Document extract:
Arena: Catalina High School Gymnasium (3,444)

Team Colors: Light Blue, Black & White

Owners: Douglas Clark, Burt Kinerk, et al.

 

The Tucson Sky were a franchise in the co-ed International Volleyball Association from 1977 until the league disbanded in the middle of the 1980 season.  The Sky followed an earlier failed IVA team in Tucson – the Tucson Turquoise – who played for a single season in 1976 before folding.

After a last place 11-25 finish in their debut season of 1977, the Sky appeared in the IVA championshi series in both 1978 and 1979.  Both times they faced the Santa Barbara Spikers.  The Spikers took the crown in 1978, but the Sky evened the score in 1979 and won what would prove to be the final championship of the IVA.

Given entries:
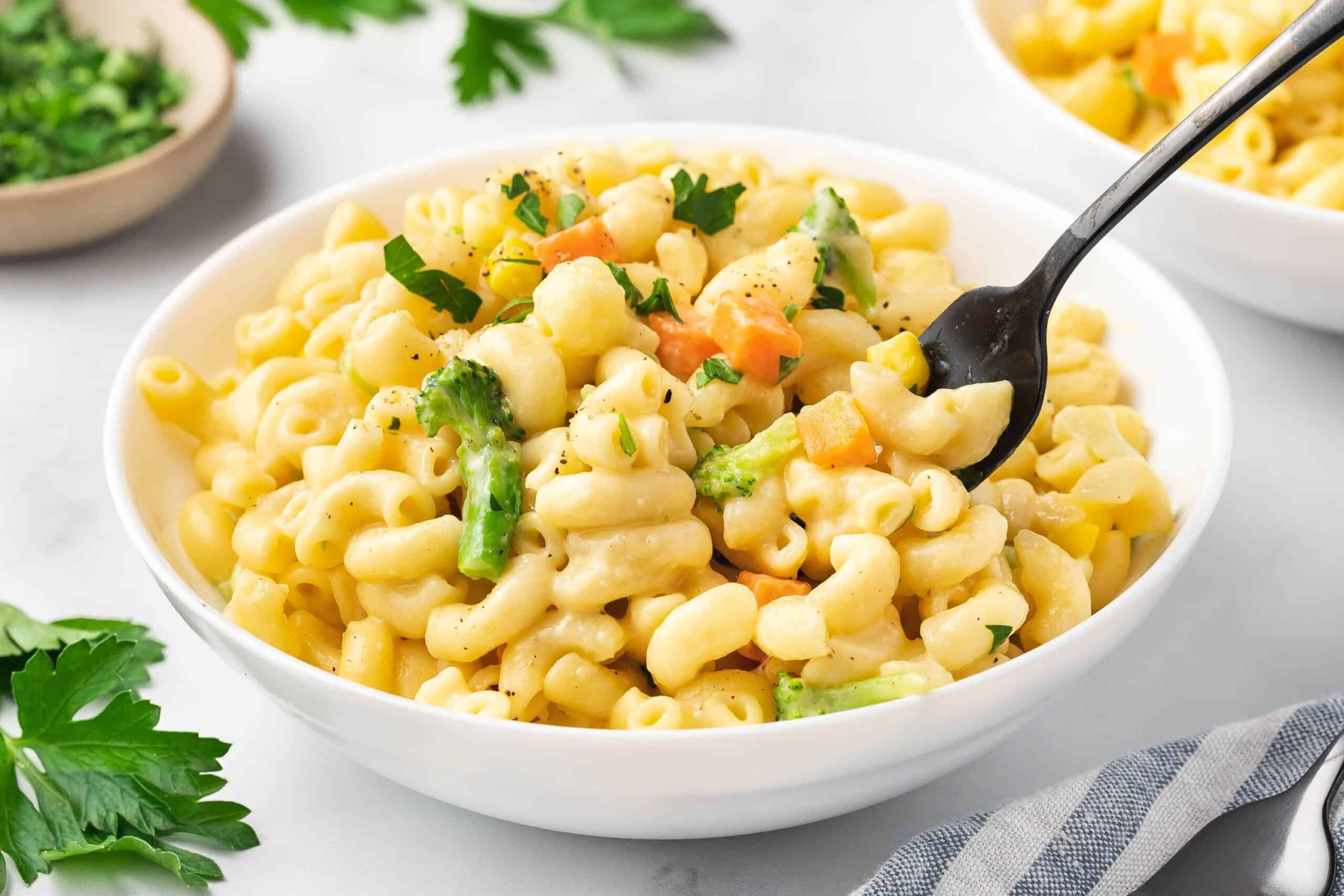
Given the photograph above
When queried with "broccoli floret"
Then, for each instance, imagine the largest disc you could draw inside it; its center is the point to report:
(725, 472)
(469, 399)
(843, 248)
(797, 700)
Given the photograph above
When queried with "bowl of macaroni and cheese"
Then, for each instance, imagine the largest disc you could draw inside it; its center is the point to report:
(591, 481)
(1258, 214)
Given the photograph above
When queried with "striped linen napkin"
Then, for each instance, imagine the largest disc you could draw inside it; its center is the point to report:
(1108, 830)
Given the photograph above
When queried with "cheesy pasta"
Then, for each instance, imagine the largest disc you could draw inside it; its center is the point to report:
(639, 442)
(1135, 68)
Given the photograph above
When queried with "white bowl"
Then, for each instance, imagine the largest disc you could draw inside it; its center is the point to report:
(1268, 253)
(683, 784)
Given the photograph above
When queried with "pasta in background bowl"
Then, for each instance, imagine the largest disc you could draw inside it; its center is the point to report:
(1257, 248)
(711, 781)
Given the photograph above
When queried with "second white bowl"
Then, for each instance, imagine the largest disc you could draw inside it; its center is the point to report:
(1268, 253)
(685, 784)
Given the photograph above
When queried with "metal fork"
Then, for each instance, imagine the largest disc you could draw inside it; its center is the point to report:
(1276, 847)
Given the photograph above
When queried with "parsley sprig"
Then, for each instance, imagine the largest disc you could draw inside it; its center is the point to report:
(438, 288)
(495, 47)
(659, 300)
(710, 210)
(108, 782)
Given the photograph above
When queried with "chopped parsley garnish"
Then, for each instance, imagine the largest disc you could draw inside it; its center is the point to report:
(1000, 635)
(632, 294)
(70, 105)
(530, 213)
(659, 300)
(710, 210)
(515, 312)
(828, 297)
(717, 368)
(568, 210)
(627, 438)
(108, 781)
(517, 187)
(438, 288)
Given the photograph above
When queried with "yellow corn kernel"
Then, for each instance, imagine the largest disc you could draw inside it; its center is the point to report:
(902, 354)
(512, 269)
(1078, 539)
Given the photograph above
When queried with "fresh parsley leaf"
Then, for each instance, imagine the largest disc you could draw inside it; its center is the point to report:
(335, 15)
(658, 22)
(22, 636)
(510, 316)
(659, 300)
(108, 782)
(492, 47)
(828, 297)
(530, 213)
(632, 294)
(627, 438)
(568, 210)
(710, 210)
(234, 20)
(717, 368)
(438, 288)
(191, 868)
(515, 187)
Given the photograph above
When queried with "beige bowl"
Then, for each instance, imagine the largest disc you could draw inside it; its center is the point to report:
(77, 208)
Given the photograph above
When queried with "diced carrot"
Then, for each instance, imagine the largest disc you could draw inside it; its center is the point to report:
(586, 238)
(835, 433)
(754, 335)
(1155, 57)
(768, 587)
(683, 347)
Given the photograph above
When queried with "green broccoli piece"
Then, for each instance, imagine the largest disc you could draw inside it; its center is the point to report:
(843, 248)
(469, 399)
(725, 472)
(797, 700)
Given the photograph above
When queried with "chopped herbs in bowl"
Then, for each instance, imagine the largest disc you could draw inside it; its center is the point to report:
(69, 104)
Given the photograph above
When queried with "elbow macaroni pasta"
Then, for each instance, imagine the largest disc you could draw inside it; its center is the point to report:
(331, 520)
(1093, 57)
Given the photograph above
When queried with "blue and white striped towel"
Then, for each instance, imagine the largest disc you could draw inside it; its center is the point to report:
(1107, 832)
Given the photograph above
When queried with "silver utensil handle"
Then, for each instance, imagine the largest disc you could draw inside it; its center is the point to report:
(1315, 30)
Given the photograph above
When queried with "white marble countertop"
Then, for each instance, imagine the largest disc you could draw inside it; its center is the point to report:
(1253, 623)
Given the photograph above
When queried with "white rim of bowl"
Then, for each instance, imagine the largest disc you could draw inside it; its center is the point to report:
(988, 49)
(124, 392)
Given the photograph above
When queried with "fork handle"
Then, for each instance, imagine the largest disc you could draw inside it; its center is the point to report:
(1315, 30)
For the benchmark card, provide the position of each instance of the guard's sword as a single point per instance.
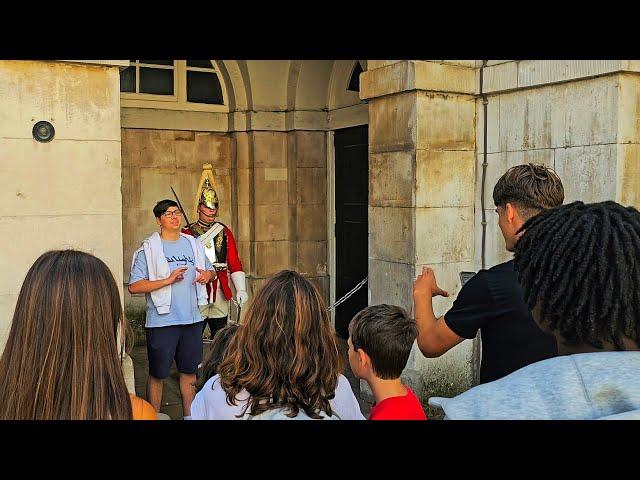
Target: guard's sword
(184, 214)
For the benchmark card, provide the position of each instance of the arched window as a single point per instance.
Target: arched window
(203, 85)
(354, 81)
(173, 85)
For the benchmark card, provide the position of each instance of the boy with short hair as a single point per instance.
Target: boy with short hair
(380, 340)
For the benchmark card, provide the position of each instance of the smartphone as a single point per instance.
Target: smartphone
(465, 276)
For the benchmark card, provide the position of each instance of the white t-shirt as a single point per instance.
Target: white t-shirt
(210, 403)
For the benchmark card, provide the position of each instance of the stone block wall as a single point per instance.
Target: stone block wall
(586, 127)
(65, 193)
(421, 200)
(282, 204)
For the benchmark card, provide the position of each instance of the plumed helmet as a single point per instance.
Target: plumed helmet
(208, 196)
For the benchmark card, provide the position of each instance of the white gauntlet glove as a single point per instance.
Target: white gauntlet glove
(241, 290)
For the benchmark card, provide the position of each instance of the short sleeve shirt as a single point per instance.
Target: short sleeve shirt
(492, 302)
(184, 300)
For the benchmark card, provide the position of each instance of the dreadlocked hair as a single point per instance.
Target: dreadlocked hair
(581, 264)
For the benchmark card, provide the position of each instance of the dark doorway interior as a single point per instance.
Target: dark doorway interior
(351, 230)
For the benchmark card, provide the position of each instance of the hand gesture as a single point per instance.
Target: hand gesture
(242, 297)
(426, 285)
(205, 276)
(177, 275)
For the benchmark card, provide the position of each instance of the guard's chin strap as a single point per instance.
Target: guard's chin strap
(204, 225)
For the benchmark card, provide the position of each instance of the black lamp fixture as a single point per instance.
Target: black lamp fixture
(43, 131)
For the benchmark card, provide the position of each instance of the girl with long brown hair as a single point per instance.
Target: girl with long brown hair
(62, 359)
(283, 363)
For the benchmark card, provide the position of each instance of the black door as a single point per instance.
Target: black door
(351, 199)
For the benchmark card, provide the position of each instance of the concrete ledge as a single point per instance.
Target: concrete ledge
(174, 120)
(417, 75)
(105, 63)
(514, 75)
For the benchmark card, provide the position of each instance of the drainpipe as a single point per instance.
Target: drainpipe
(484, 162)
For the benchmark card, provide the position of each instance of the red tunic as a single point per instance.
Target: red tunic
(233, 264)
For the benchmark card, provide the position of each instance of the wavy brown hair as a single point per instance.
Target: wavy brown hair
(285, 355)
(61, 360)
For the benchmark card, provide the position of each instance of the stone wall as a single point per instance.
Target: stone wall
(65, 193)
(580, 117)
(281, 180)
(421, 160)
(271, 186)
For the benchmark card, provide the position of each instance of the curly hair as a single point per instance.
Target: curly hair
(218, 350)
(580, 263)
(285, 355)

Task list:
• a. Answer these questions from the Tucson Sky text, one per line:
(i) In which arena did the team play?
(ii) What was the earlier IVA team in Tucson called?
(iii) Which team won the 1978 championship series?
• b. The Tucson Sky text says the Sky "evened the score" in 1979. Explain in one or two sentences why it puts it that way.
• c. List every team color given in the Tucson Sky text.
The material has no connection to the Tucson Sky text.

Answers below:
• a.
(i) Catalina High School Gymnasium
(ii) The Tucson Turquoise
(iii) The Santa Barbara Spikers

• b. The Sky had faced the Santa Barbara Spikers in the 1978 championship series and lost. When the two teams met again in the 1979 series, the Sky won, which balanced the earlier loss.

• c. Light Blue, Black, White